§ What needs to be done:
Copy the records from the line containing "Where is the blue metal" through the end of the records, both ends included, with the requests kept in place. Offset every bounding-box coordinate in the answers by -146, and leave all numbers in the requests and their sample JSON unchanged.

§ Raw data:
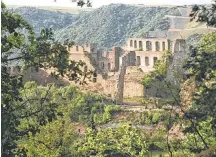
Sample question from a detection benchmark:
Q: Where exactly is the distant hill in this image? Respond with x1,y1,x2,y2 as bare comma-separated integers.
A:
13,4,192,49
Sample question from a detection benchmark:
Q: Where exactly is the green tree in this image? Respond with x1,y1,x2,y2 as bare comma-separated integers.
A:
1,3,87,156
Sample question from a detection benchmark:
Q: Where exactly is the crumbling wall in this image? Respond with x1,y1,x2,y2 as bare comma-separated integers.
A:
123,66,145,98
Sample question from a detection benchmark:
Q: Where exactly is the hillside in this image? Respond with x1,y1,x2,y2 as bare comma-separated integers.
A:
56,4,180,48
10,7,77,34
11,4,186,48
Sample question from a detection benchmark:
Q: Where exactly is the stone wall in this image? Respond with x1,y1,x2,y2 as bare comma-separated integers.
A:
123,66,145,98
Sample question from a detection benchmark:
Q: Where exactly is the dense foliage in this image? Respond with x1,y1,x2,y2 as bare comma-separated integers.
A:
14,4,184,48
1,1,216,157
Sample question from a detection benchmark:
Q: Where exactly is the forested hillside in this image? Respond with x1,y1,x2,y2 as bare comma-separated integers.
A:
1,1,216,157
11,4,181,48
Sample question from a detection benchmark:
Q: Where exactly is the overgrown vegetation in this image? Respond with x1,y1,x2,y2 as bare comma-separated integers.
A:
1,1,216,157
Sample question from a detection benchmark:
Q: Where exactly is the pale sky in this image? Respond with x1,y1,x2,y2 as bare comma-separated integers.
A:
2,0,212,7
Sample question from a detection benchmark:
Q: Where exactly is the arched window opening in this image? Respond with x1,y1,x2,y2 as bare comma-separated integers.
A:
108,63,111,71
93,70,97,82
162,41,166,51
101,62,104,69
155,41,160,51
153,57,157,65
130,40,133,47
136,56,141,66
134,40,137,48
145,57,149,66
146,41,152,51
139,41,143,50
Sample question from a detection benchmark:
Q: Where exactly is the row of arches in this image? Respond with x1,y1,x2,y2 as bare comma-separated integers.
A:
130,40,166,51
136,56,158,66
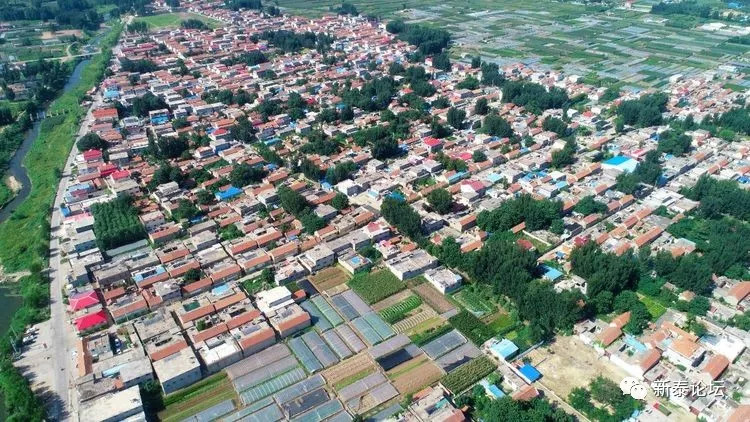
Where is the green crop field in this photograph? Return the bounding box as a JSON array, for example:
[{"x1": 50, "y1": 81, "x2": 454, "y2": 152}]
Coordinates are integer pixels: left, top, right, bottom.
[
  {"x1": 278, "y1": 0, "x2": 750, "y2": 88},
  {"x1": 349, "y1": 270, "x2": 406, "y2": 304},
  {"x1": 136, "y1": 13, "x2": 221, "y2": 30}
]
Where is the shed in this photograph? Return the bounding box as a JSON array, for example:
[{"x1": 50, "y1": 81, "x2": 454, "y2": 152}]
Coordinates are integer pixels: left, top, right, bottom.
[
  {"x1": 490, "y1": 338, "x2": 518, "y2": 359},
  {"x1": 518, "y1": 363, "x2": 542, "y2": 383}
]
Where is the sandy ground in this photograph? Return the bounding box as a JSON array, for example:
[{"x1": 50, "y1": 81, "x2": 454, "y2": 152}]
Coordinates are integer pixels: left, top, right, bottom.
[
  {"x1": 5, "y1": 176, "x2": 22, "y2": 192},
  {"x1": 527, "y1": 336, "x2": 695, "y2": 421},
  {"x1": 528, "y1": 336, "x2": 627, "y2": 399},
  {"x1": 310, "y1": 267, "x2": 349, "y2": 292}
]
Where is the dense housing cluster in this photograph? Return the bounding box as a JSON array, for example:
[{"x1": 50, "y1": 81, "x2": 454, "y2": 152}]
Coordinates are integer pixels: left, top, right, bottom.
[{"x1": 4, "y1": 1, "x2": 750, "y2": 421}]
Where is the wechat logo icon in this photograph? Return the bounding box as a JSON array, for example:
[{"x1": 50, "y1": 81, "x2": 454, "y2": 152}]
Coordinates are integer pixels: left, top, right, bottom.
[{"x1": 620, "y1": 377, "x2": 648, "y2": 400}]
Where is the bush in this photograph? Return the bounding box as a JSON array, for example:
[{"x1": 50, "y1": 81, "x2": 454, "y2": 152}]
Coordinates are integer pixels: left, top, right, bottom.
[
  {"x1": 448, "y1": 309, "x2": 492, "y2": 345},
  {"x1": 380, "y1": 295, "x2": 422, "y2": 324},
  {"x1": 91, "y1": 196, "x2": 146, "y2": 250}
]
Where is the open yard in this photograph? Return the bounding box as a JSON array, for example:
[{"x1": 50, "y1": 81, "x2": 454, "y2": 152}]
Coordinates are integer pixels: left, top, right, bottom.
[
  {"x1": 278, "y1": 0, "x2": 750, "y2": 90},
  {"x1": 349, "y1": 269, "x2": 406, "y2": 305},
  {"x1": 638, "y1": 294, "x2": 667, "y2": 321},
  {"x1": 527, "y1": 336, "x2": 695, "y2": 421},
  {"x1": 412, "y1": 283, "x2": 456, "y2": 314},
  {"x1": 393, "y1": 362, "x2": 443, "y2": 396},
  {"x1": 136, "y1": 12, "x2": 221, "y2": 30},
  {"x1": 158, "y1": 372, "x2": 239, "y2": 422},
  {"x1": 527, "y1": 336, "x2": 627, "y2": 399},
  {"x1": 322, "y1": 352, "x2": 377, "y2": 389},
  {"x1": 309, "y1": 267, "x2": 349, "y2": 292}
]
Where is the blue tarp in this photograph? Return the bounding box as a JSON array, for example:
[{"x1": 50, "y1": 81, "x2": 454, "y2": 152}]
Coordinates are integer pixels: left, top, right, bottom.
[
  {"x1": 490, "y1": 338, "x2": 518, "y2": 359},
  {"x1": 544, "y1": 265, "x2": 562, "y2": 281},
  {"x1": 518, "y1": 363, "x2": 542, "y2": 382},
  {"x1": 216, "y1": 186, "x2": 242, "y2": 201}
]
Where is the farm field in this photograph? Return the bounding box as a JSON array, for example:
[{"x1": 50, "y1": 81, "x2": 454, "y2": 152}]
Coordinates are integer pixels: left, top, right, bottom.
[
  {"x1": 278, "y1": 0, "x2": 750, "y2": 89},
  {"x1": 412, "y1": 283, "x2": 456, "y2": 314},
  {"x1": 158, "y1": 372, "x2": 238, "y2": 422},
  {"x1": 453, "y1": 284, "x2": 497, "y2": 317},
  {"x1": 135, "y1": 12, "x2": 221, "y2": 30},
  {"x1": 310, "y1": 267, "x2": 349, "y2": 292},
  {"x1": 322, "y1": 352, "x2": 377, "y2": 389},
  {"x1": 349, "y1": 269, "x2": 406, "y2": 305},
  {"x1": 0, "y1": 22, "x2": 89, "y2": 62},
  {"x1": 380, "y1": 295, "x2": 422, "y2": 324},
  {"x1": 372, "y1": 290, "x2": 412, "y2": 312},
  {"x1": 393, "y1": 362, "x2": 443, "y2": 396},
  {"x1": 441, "y1": 356, "x2": 496, "y2": 393}
]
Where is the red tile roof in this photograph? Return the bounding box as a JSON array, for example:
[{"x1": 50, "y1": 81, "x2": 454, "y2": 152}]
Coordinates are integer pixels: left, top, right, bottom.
[{"x1": 73, "y1": 309, "x2": 108, "y2": 331}]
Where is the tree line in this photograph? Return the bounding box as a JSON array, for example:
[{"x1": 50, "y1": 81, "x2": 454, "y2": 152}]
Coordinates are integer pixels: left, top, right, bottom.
[{"x1": 278, "y1": 186, "x2": 326, "y2": 234}]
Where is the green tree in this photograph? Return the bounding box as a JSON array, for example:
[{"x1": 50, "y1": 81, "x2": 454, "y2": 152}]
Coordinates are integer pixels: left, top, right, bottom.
[
  {"x1": 474, "y1": 97, "x2": 490, "y2": 116},
  {"x1": 427, "y1": 189, "x2": 453, "y2": 214},
  {"x1": 76, "y1": 132, "x2": 107, "y2": 151},
  {"x1": 447, "y1": 107, "x2": 466, "y2": 130},
  {"x1": 229, "y1": 163, "x2": 267, "y2": 187},
  {"x1": 482, "y1": 114, "x2": 513, "y2": 138},
  {"x1": 331, "y1": 192, "x2": 349, "y2": 210}
]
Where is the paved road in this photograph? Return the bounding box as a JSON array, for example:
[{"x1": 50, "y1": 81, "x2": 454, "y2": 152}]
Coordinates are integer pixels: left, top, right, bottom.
[{"x1": 47, "y1": 94, "x2": 102, "y2": 421}]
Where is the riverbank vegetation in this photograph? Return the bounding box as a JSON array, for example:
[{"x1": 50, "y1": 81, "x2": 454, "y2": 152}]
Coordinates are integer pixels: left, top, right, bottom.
[{"x1": 0, "y1": 23, "x2": 122, "y2": 421}]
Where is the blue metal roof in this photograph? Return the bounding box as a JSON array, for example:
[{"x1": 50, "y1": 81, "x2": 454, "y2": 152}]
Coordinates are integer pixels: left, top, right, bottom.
[
  {"x1": 544, "y1": 265, "x2": 562, "y2": 281},
  {"x1": 604, "y1": 155, "x2": 631, "y2": 166},
  {"x1": 216, "y1": 186, "x2": 242, "y2": 201},
  {"x1": 518, "y1": 363, "x2": 542, "y2": 382},
  {"x1": 490, "y1": 338, "x2": 518, "y2": 359}
]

§ Answer for this exercise:
Where is the blue metal roof in this photograph? Return the bounding box as a JSON array, for example:
[{"x1": 50, "y1": 81, "x2": 454, "y2": 152}]
Coordinates are integer pixels: left, top, right, bottom.
[
  {"x1": 398, "y1": 119, "x2": 416, "y2": 135},
  {"x1": 458, "y1": 9, "x2": 485, "y2": 20},
  {"x1": 70, "y1": 40, "x2": 96, "y2": 55},
  {"x1": 372, "y1": 217, "x2": 396, "y2": 236},
  {"x1": 344, "y1": 192, "x2": 372, "y2": 213}
]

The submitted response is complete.